***** Extract provided

These cave-dwellers of Wick were the offscourings of society, such as might be found in any town slum. "Virtue and chastity exist feebly among them, and honour and truth more feebly still; they neither read nor write; they go to no church, and have scarcely any sort of religious belief or worship. They know little or nothing of their history beyond what can be referred to personal recollection."
These, like the slum dwellers of a town, are recruited from outside, they do not constitute a race; they are the dregs of a race--persons who have dropped out of the line of march.

**********

* **Complete the following**
1. Answer these questions about the passage on the cave-dwellers of Wick:
(a) What two things does the text say they neither do?
(b) Beyond personal recollection, what do they know little or nothing of?
(c) According to the text, where are they recruited from?
2. In the records, swap "I would welcome" for "I would appreciate" in every line starting with the line that contains "If you would be willing to indicate the stone" and going on through the line that contains "(1224, 592)", leaving everything else as it is. Return only those lines.
The text and the records are unrelated to each other.

***** Given information

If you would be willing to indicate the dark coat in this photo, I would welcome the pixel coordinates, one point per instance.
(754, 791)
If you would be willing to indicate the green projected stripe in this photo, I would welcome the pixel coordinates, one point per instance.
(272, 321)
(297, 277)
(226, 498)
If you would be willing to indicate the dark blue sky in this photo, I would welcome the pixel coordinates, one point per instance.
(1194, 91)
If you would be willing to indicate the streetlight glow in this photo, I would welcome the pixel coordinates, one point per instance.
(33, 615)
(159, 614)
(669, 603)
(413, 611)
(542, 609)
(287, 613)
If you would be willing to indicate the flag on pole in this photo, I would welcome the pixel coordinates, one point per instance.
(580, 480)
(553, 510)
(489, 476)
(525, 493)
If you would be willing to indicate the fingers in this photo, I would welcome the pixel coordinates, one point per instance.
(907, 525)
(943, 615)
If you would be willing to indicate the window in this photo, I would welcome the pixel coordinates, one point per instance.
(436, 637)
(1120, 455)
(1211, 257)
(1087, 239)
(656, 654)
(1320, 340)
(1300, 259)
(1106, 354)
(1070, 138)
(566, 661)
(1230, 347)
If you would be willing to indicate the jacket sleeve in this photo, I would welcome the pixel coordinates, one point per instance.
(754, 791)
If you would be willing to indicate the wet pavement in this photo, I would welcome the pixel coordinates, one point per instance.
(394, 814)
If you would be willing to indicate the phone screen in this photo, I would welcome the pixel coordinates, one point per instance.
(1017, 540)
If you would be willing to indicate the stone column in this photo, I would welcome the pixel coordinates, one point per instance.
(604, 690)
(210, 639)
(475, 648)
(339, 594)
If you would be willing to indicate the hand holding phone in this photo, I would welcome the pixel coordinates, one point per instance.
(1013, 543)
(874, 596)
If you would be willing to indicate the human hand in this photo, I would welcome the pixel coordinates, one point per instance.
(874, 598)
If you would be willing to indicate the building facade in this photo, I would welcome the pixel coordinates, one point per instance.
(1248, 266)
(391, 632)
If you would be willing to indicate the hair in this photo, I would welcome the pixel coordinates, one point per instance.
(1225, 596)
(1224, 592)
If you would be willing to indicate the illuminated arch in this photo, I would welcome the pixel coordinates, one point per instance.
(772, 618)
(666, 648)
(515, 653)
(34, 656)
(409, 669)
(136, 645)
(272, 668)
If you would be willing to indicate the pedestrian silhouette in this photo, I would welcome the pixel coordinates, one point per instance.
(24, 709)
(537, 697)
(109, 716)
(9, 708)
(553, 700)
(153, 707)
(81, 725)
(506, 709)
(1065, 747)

**********

* **Solutions to the tasks**
1.
(a) They neither read nor write.
(b) Their history.
(c) From outside.

2.
If you would be willing to indicate the stone column in this photo, I would appreciate the pixel coordinates, one point per instance.
(604, 690)
(210, 639)
(475, 648)
(339, 594)
If you would be willing to indicate the hand holding phone in this photo, I would appreciate the pixel coordinates, one point per instance.
(1013, 543)
(874, 596)
If you would be willing to indicate the human hand in this photo, I would appreciate the pixel coordinates, one point per instance.
(874, 598)
If you would be willing to indicate the building facade in this photo, I would appreciate the pixel coordinates, one point per instance.
(1248, 266)
(391, 632)
If you would be willing to indicate the hair in this photo, I would appreciate the pixel coordinates, one point per instance.
(1225, 596)
(1224, 592)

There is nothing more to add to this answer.